--- start of Supplied data ---
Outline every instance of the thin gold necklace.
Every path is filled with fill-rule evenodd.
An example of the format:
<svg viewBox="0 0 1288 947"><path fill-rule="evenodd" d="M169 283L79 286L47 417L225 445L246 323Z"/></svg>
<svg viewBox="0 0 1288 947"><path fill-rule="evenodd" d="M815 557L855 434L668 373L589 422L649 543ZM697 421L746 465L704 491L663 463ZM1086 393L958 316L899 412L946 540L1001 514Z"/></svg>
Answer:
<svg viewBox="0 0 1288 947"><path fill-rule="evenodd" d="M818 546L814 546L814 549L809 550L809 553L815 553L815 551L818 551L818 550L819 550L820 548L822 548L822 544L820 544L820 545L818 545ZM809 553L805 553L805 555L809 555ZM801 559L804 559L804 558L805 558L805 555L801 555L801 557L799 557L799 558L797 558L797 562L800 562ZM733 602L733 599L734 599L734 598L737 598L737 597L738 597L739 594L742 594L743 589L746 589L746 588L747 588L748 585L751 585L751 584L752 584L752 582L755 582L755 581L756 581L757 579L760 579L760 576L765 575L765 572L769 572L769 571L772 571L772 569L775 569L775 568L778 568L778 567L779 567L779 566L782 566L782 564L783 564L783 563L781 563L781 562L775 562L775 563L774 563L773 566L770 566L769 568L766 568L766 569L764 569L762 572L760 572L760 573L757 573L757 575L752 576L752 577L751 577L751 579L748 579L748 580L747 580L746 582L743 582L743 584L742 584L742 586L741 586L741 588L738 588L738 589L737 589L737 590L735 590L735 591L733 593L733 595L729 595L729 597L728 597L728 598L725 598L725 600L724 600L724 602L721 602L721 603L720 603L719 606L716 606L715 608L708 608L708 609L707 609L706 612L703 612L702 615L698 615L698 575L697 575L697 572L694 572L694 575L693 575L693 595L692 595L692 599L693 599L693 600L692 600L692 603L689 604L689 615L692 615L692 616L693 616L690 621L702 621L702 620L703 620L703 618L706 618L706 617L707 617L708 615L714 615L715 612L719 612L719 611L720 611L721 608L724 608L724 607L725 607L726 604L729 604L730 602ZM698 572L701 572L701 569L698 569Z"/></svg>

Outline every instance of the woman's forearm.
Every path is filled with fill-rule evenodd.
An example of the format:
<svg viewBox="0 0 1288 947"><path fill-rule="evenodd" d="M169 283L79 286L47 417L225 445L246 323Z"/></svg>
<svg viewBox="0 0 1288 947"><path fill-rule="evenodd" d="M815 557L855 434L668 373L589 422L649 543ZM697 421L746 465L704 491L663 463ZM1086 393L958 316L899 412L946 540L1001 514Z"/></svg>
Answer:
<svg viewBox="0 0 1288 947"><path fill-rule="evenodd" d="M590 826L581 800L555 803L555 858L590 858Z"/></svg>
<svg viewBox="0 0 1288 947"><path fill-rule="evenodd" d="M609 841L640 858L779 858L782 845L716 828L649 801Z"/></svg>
--- end of Supplied data ---
Return the lines beginning at the one that contains "Outline every instance of the woman's" and continuing through the last line of the data, exactly as they stand and without any others.

* **Completed task**
Outline every instance of the woman's forearm.
Every path is filled with fill-rule evenodd.
An example of the format:
<svg viewBox="0 0 1288 947"><path fill-rule="evenodd" d="M169 283L79 286L47 417L225 445L246 323Z"/></svg>
<svg viewBox="0 0 1288 947"><path fill-rule="evenodd" d="M815 557L855 434L668 373L589 422L649 543ZM697 421L746 465L704 491L663 463ZM1086 393L958 316L899 412L946 540L1001 514Z"/></svg>
Answer:
<svg viewBox="0 0 1288 947"><path fill-rule="evenodd" d="M590 826L581 800L555 803L555 858L590 858Z"/></svg>
<svg viewBox="0 0 1288 947"><path fill-rule="evenodd" d="M609 841L640 858L779 858L782 845L716 828L649 801Z"/></svg>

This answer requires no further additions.